El paseo en calesa por la costera en el atardecer daba el toque “mágico” a nuestra visita en Acapulco hasta que, un extraño sonido, rompió el encanto. A pocos metros de distancia otra calesa se sacudía violentamente. El esquelético caballo que la jalaba, tras un relinchido y un estertor, daba el último salto antes de caer muerto sobre el pavimento ante los ojos horrorizados de todos los que lo rodeábamos.
Aquel recuerdo me asaltó hoy al despertar y pude sentir el agotamiento del animal que se rendía al cansancio de la exhaustiva rutina diaria. Las palpitaciones a mitad del pecho y el dolor en cada músculo, cada articulación que hoy siento, seguramente, deben haber sido los mismos síntomas que vivió el pobre jamelgo antes de morir.
Aunque mi saldo sigue siendo bueno y sigo pensando que mi vida es una bendición, también puedo reconocer en mi cuerpo y en mi mente los estragos del “demasiado”: demasiada agitación, demasiadas actividades, demasiadas emociones, demasiados dolores, demasiados retos, demasiadas, demasiadas, demasiadas. . .

***

TAREAS DEL EJERCICIO
(1) Repite sin cambios la parte del relato sobre la calesa de Acapulco que empieza con las palabras "El paseo en" y termina con "que lo rodeábamos.".
(2) Escribe la parte que sigue del relato sobre la calesa de Acapulco, a partir de su última oración.
Las líneas de abajo no tienen nada que ver con esto.

DATOS PROPORCIONADOS
***

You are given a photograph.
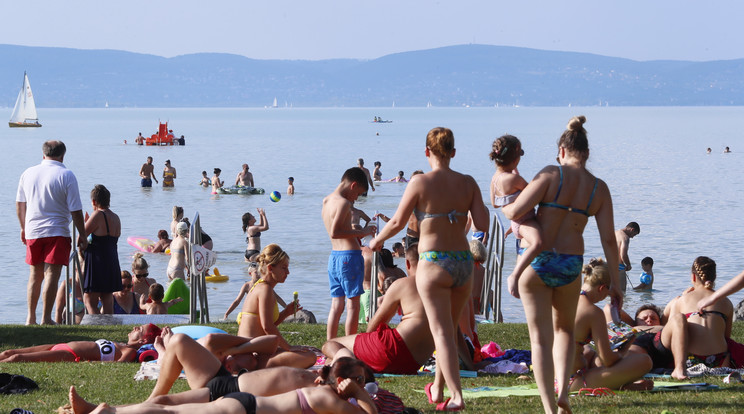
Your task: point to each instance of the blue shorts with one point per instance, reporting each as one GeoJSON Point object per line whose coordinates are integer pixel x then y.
{"type": "Point", "coordinates": [346, 273]}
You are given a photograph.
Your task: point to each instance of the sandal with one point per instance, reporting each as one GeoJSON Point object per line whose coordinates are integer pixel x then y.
{"type": "Point", "coordinates": [443, 406]}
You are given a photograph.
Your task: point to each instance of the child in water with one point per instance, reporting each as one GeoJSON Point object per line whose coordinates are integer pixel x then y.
{"type": "Point", "coordinates": [157, 306]}
{"type": "Point", "coordinates": [647, 277]}
{"type": "Point", "coordinates": [506, 185]}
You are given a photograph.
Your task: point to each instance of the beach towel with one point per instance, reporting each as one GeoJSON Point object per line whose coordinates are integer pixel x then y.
{"type": "Point", "coordinates": [16, 384]}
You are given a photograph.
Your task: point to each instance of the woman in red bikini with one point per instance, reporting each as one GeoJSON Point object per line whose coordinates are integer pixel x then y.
{"type": "Point", "coordinates": [76, 351]}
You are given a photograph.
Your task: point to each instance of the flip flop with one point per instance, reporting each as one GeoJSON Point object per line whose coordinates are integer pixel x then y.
{"type": "Point", "coordinates": [443, 406]}
{"type": "Point", "coordinates": [427, 391]}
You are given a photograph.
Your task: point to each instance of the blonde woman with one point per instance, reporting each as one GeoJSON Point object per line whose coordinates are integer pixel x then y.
{"type": "Point", "coordinates": [567, 195]}
{"type": "Point", "coordinates": [260, 315]}
{"type": "Point", "coordinates": [615, 371]}
{"type": "Point", "coordinates": [441, 200]}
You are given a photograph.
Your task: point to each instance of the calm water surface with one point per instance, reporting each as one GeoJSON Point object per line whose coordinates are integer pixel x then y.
{"type": "Point", "coordinates": [653, 159]}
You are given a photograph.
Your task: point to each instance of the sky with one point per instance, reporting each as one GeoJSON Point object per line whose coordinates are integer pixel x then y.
{"type": "Point", "coordinates": [327, 29]}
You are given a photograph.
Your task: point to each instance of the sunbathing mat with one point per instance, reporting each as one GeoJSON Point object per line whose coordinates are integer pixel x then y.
{"type": "Point", "coordinates": [530, 390]}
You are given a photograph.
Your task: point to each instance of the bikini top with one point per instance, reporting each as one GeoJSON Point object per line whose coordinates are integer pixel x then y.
{"type": "Point", "coordinates": [451, 216]}
{"type": "Point", "coordinates": [501, 201]}
{"type": "Point", "coordinates": [568, 208]}
{"type": "Point", "coordinates": [276, 307]}
{"type": "Point", "coordinates": [701, 314]}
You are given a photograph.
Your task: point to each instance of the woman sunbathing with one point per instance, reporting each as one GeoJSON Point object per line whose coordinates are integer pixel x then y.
{"type": "Point", "coordinates": [336, 384]}
{"type": "Point", "coordinates": [76, 351]}
{"type": "Point", "coordinates": [615, 371]}
{"type": "Point", "coordinates": [210, 363]}
{"type": "Point", "coordinates": [708, 330]}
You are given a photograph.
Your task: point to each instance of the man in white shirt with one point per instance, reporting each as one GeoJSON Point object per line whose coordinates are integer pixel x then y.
{"type": "Point", "coordinates": [47, 198]}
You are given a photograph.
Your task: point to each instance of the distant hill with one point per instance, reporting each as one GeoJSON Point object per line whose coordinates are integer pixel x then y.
{"type": "Point", "coordinates": [475, 75]}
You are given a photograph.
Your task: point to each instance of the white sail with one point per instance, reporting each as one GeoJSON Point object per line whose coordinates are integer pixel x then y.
{"type": "Point", "coordinates": [25, 109]}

***

RESPUESTAS
(1)
El paseo en calesa por la costera en el atardecer daba el toque “mágico” a nuestra visita en Acapulco hasta que, un extraño sonido, rompió el encanto. A pocos metros de distancia otra calesa se sacudía violentamente. El esquelético caballo que la jalaba, tras un relinchido y un estertor, daba el último salto antes de caer muerto sobre el pavimento ante los ojos horrorizados de todos los que lo rodeábamos.

(2)
Hoy, sueño con una jornada en paz. Anhelo la compañía de mis amigas y la posibilidad de una charla o un momento en oración. Mucho bien me haría una velada, dos copas de vino y música viejita con mi amado. O, tal vez, una tarde de cine con una película que me haga llorar penas que no son mías.
Tal vez esté pidiendo de demasiado, sobre todo, estando a la mitad de todo, pero. . . el día de hoy, aunque yo no quiera, mi cuerpo grita: ¡Alto total!
A los cincuenta y uno, necesito escuchar a mi fatiga y bajarme, aunque sea por un solo día, de la vida.